Whatever runs from the line with "Query: man's face" to the end of the records below must be copied exactly, with nothing else included.

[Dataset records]
■ ■ ■
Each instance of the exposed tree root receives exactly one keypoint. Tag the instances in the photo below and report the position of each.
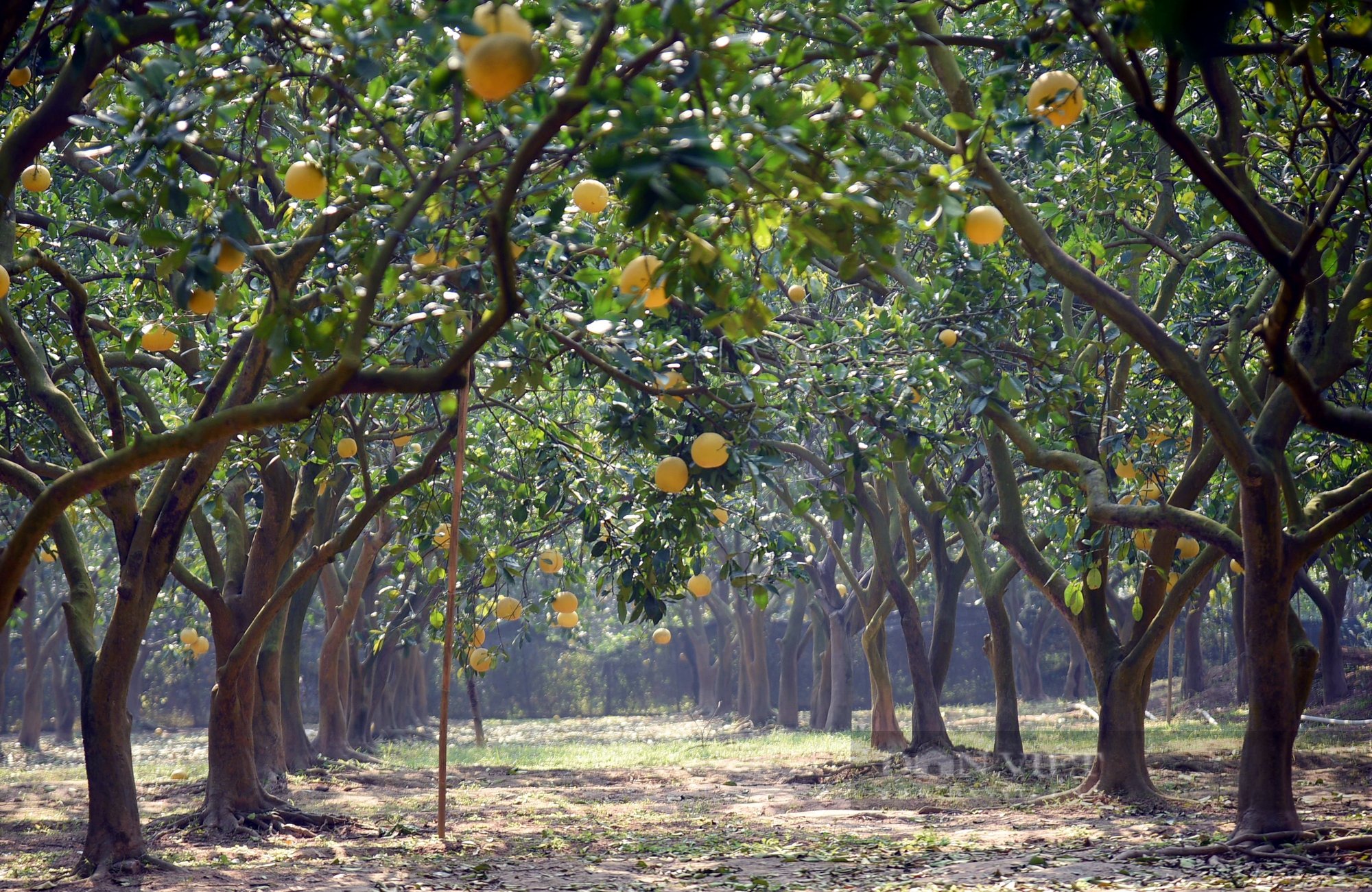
(281, 818)
(1262, 845)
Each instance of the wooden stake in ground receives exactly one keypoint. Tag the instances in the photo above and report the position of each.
(459, 461)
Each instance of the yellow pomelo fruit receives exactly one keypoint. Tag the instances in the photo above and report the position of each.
(36, 179)
(202, 302)
(504, 20)
(710, 450)
(592, 197)
(551, 562)
(158, 339)
(673, 475)
(305, 180)
(1043, 98)
(230, 258)
(499, 65)
(673, 382)
(639, 275)
(984, 226)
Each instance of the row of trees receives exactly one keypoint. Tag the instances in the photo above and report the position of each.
(1150, 376)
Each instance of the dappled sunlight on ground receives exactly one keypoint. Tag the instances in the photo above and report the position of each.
(680, 803)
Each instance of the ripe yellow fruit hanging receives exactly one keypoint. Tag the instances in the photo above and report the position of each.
(230, 258)
(592, 197)
(158, 339)
(673, 475)
(305, 180)
(674, 382)
(551, 562)
(499, 65)
(1043, 98)
(639, 275)
(984, 226)
(202, 302)
(710, 450)
(36, 179)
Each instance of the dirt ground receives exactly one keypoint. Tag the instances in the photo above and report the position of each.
(781, 814)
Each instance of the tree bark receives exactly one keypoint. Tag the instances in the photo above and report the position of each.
(788, 697)
(300, 751)
(1241, 640)
(821, 684)
(333, 738)
(1332, 648)
(1193, 670)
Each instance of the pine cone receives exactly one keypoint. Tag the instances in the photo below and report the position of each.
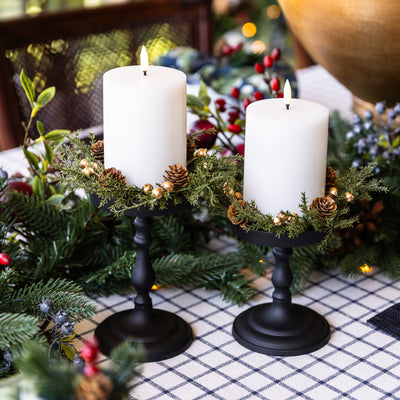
(112, 173)
(98, 150)
(178, 175)
(330, 180)
(94, 387)
(233, 214)
(190, 147)
(324, 205)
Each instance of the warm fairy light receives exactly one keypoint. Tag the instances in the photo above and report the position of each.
(333, 192)
(365, 268)
(273, 11)
(258, 47)
(249, 29)
(287, 94)
(144, 60)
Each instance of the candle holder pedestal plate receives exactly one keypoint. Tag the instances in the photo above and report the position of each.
(281, 328)
(163, 334)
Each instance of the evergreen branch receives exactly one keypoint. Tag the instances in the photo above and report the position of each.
(15, 329)
(210, 271)
(54, 379)
(64, 295)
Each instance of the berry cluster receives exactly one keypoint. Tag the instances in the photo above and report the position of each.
(266, 69)
(62, 330)
(380, 144)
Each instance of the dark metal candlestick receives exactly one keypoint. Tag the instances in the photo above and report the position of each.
(162, 333)
(281, 328)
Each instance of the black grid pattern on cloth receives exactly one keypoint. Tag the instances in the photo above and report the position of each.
(358, 363)
(388, 321)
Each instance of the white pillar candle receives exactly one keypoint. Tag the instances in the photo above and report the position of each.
(285, 153)
(144, 121)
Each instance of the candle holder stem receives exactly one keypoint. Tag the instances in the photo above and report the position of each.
(143, 276)
(281, 328)
(282, 279)
(162, 333)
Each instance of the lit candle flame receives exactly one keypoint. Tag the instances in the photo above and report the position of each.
(144, 60)
(287, 94)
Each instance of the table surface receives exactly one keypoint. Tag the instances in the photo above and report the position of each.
(359, 362)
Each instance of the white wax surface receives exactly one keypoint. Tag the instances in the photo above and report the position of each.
(144, 122)
(285, 154)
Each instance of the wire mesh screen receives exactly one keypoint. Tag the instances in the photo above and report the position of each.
(75, 66)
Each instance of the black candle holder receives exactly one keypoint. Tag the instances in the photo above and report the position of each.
(163, 334)
(281, 328)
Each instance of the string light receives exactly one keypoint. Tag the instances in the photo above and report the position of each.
(365, 268)
(273, 11)
(258, 47)
(249, 29)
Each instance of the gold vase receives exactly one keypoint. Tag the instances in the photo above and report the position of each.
(357, 41)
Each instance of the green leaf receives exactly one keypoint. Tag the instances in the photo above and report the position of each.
(57, 134)
(31, 158)
(383, 142)
(28, 87)
(193, 101)
(38, 187)
(46, 96)
(396, 142)
(40, 128)
(49, 153)
(55, 199)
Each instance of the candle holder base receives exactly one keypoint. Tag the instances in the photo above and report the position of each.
(281, 328)
(162, 333)
(257, 330)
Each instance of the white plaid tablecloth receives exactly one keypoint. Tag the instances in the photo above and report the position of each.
(359, 362)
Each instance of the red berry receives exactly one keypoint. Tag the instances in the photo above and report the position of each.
(233, 116)
(268, 61)
(240, 149)
(246, 102)
(276, 53)
(258, 95)
(227, 50)
(91, 370)
(204, 140)
(275, 84)
(234, 128)
(235, 92)
(259, 68)
(89, 352)
(5, 259)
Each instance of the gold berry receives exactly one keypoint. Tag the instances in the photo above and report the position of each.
(88, 171)
(277, 221)
(83, 163)
(201, 153)
(349, 196)
(167, 186)
(157, 193)
(333, 192)
(147, 187)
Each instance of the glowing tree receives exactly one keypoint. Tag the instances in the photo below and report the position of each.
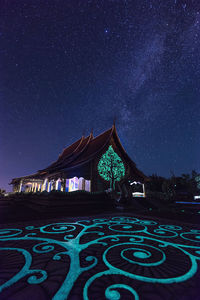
(111, 167)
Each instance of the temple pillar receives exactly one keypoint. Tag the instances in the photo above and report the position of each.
(44, 185)
(20, 185)
(144, 192)
(58, 184)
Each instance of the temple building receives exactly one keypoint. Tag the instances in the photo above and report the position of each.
(91, 164)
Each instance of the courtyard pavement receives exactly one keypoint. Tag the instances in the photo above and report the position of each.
(100, 257)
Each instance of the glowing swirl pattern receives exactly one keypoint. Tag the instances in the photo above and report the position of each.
(102, 258)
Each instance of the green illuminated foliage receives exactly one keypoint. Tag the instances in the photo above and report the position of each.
(111, 167)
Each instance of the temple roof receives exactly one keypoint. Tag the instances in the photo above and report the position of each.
(83, 151)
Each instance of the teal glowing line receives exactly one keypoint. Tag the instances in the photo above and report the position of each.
(73, 248)
(24, 271)
(111, 294)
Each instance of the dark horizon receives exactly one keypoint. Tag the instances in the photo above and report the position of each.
(69, 67)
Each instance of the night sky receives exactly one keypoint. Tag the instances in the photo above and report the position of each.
(67, 67)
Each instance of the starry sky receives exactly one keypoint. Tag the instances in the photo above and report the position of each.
(67, 67)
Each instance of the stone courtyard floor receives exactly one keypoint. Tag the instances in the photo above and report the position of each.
(100, 257)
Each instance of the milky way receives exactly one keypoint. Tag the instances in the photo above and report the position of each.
(69, 66)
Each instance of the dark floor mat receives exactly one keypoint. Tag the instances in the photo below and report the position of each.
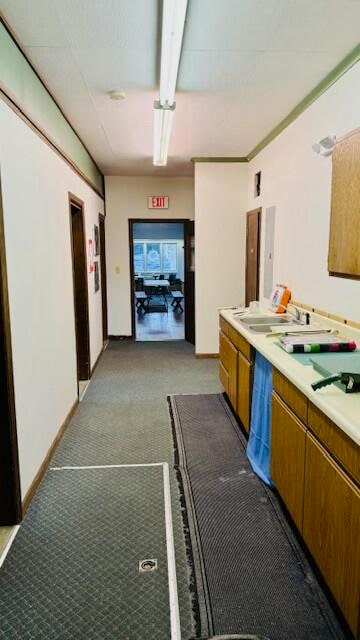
(252, 575)
(73, 570)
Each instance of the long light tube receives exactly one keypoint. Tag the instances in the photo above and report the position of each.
(163, 119)
(173, 22)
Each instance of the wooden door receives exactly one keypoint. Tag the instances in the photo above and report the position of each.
(10, 495)
(253, 220)
(81, 303)
(103, 276)
(244, 390)
(332, 528)
(287, 461)
(189, 284)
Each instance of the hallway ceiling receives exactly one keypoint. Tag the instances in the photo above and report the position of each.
(245, 64)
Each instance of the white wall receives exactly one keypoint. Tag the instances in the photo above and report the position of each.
(220, 226)
(35, 185)
(126, 197)
(298, 182)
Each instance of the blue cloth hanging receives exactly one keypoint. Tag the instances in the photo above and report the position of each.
(258, 449)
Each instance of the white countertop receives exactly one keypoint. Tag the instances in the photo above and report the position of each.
(342, 408)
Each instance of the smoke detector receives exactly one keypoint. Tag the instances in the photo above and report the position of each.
(116, 95)
(326, 146)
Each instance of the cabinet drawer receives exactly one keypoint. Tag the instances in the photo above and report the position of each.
(345, 450)
(236, 338)
(331, 528)
(244, 390)
(287, 462)
(291, 395)
(228, 359)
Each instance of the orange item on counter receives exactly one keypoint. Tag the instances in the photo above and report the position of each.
(280, 298)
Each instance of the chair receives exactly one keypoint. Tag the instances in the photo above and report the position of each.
(178, 285)
(172, 280)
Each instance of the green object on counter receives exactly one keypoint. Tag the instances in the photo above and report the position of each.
(336, 363)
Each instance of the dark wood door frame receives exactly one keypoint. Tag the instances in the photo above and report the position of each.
(133, 221)
(103, 276)
(81, 322)
(255, 213)
(189, 284)
(10, 492)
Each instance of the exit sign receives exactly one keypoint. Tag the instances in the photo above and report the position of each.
(158, 202)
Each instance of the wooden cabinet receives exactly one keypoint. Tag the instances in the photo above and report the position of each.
(288, 437)
(341, 447)
(244, 385)
(236, 370)
(228, 368)
(331, 528)
(291, 395)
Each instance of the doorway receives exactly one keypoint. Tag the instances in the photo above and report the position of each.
(252, 268)
(161, 292)
(103, 276)
(81, 302)
(10, 493)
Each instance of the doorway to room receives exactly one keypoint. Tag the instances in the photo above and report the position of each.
(81, 302)
(252, 267)
(10, 495)
(162, 293)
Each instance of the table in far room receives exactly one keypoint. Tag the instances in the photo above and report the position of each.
(155, 286)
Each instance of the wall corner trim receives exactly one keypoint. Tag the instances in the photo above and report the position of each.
(45, 463)
(220, 159)
(335, 74)
(13, 98)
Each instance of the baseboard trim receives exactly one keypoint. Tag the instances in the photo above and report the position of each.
(44, 465)
(203, 356)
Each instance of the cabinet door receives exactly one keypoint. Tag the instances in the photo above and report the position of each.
(243, 391)
(224, 377)
(287, 462)
(228, 358)
(332, 528)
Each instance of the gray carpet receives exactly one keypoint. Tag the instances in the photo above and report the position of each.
(49, 581)
(252, 576)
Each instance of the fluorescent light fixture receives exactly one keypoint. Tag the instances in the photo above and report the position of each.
(163, 119)
(173, 22)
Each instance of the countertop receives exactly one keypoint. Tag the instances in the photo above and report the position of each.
(342, 408)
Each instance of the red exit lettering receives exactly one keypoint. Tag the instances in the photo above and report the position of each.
(158, 202)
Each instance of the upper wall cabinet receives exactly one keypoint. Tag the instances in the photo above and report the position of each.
(344, 247)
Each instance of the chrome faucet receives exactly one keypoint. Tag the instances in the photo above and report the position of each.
(299, 316)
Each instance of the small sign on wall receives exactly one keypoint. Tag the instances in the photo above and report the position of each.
(158, 202)
(91, 255)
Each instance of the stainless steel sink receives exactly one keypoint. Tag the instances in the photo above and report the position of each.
(263, 324)
(268, 320)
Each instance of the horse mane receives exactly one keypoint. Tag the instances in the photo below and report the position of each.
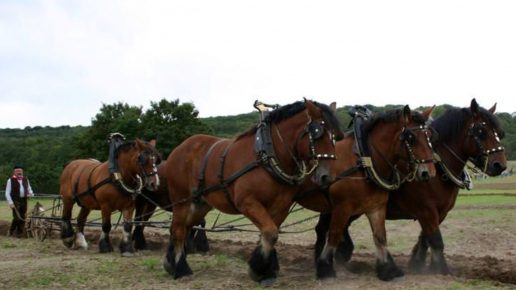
(452, 122)
(391, 116)
(125, 146)
(285, 112)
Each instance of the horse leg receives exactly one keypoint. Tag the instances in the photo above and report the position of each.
(175, 260)
(418, 256)
(438, 261)
(199, 238)
(126, 245)
(80, 241)
(321, 230)
(324, 261)
(263, 264)
(386, 269)
(143, 213)
(67, 232)
(104, 242)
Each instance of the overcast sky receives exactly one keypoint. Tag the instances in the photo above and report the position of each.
(61, 60)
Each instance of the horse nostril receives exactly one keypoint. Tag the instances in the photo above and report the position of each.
(326, 179)
(425, 176)
(499, 167)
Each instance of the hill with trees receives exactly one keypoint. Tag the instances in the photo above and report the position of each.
(44, 151)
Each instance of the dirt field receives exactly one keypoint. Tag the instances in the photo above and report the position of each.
(480, 249)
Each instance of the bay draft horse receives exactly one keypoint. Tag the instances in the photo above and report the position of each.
(255, 174)
(90, 183)
(361, 186)
(464, 134)
(145, 206)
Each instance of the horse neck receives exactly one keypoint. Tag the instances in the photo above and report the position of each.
(455, 144)
(290, 130)
(128, 172)
(384, 157)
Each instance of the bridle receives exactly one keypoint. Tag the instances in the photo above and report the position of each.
(314, 130)
(477, 131)
(141, 162)
(408, 137)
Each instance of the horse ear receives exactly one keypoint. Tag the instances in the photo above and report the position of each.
(493, 109)
(139, 144)
(313, 111)
(428, 112)
(333, 107)
(406, 114)
(474, 106)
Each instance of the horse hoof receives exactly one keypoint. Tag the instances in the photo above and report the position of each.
(388, 272)
(325, 269)
(269, 282)
(416, 266)
(127, 254)
(168, 267)
(105, 247)
(68, 242)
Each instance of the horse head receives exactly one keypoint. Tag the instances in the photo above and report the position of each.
(138, 159)
(400, 139)
(148, 158)
(322, 131)
(483, 138)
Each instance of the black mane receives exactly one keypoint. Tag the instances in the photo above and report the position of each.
(285, 112)
(452, 122)
(391, 116)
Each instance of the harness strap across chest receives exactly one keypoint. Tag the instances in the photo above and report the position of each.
(365, 159)
(91, 189)
(223, 183)
(464, 182)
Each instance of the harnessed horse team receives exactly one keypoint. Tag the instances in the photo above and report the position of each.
(391, 165)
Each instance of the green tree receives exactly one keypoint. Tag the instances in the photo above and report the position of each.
(118, 117)
(170, 123)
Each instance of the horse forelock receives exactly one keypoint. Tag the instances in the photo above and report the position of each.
(391, 116)
(331, 119)
(126, 146)
(455, 120)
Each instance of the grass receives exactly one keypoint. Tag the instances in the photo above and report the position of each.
(483, 186)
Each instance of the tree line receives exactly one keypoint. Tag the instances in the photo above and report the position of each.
(44, 151)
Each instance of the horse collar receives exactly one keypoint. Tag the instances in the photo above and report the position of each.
(462, 182)
(266, 155)
(361, 114)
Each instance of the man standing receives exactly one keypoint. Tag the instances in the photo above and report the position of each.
(17, 191)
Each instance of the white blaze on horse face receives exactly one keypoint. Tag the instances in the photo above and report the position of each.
(80, 241)
(125, 236)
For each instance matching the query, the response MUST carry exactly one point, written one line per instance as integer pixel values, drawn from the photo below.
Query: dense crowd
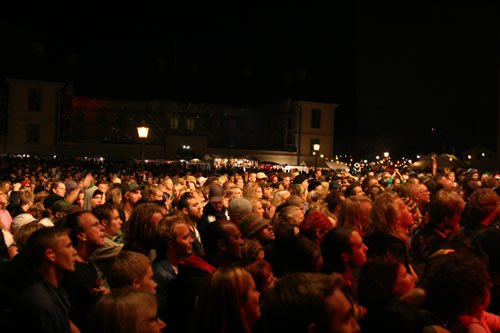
(94, 246)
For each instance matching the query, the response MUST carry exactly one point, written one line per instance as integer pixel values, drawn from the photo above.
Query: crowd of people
(90, 246)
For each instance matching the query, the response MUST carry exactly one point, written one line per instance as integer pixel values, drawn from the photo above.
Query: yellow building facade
(32, 116)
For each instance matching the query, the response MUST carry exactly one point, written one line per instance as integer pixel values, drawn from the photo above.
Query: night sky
(396, 73)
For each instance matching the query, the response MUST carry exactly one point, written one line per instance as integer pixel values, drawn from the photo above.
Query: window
(35, 99)
(312, 143)
(190, 124)
(316, 118)
(174, 123)
(33, 133)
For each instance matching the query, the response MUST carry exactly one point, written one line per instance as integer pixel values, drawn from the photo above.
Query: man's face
(359, 191)
(93, 230)
(65, 254)
(286, 182)
(133, 196)
(178, 191)
(234, 242)
(114, 224)
(156, 196)
(257, 208)
(97, 200)
(60, 190)
(268, 192)
(183, 246)
(258, 192)
(146, 282)
(194, 209)
(217, 205)
(266, 233)
(169, 184)
(422, 195)
(237, 193)
(103, 187)
(339, 314)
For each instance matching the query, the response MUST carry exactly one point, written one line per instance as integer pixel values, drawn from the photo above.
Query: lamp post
(142, 131)
(316, 152)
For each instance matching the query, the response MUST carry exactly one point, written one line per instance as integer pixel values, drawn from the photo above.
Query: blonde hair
(220, 301)
(119, 311)
(349, 214)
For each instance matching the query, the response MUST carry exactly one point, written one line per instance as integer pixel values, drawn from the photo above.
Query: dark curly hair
(456, 284)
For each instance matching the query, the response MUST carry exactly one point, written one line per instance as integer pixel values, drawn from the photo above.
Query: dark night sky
(396, 72)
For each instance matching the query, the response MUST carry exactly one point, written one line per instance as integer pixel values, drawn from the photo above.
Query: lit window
(174, 123)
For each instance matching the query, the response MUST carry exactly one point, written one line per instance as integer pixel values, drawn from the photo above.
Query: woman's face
(405, 218)
(147, 320)
(250, 308)
(404, 281)
(81, 199)
(269, 212)
(258, 208)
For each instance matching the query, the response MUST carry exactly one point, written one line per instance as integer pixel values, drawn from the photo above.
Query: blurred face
■ ■ ■
- **WRITTEN ANSWER**:
Query: man's face
(359, 191)
(93, 230)
(65, 254)
(286, 182)
(133, 196)
(178, 191)
(234, 242)
(114, 224)
(156, 196)
(257, 208)
(97, 200)
(60, 190)
(268, 192)
(183, 246)
(258, 192)
(146, 282)
(194, 209)
(217, 205)
(266, 233)
(169, 184)
(422, 195)
(237, 193)
(103, 187)
(339, 314)
For each instance matching the query, the response MUST carry exactly one point, written one line per instance as integer pixel values, drawn from the photo above.
Query: lamp post
(142, 131)
(316, 152)
For each instance matching the query, the response MUST carry exactly one point, written one line per instance as integer pixel values, drawn from the photo above.
Query: blonde hair
(220, 301)
(119, 311)
(349, 214)
For each instance matching the query, the response MUST carry exactly one point, written one line per instance as integer pixel values, drawn from the photo above.
Query: dark curly hair
(456, 284)
For each instance matching the query, the response MUST carry exactly one point, written one line per instance as integer pixel values, drawn from the photo above.
Query: dark night sky
(396, 72)
For each instance matching the query, the response MUST carry exactly one point, written one line per instance as integer pixel values, drawn from the photo above.
Query: lit window
(174, 123)
For each instance matching the query, the response MUST carry exactly one point, written one line per instance as integer pixel values, drawn from the photo above.
Query: woman's face
(405, 218)
(147, 320)
(250, 308)
(404, 281)
(81, 199)
(269, 212)
(258, 208)
For each instance matching the query, the response MUST carry exactly one point, written one line per instance as integer pixel values, drawn from the photo above.
Query: blurred face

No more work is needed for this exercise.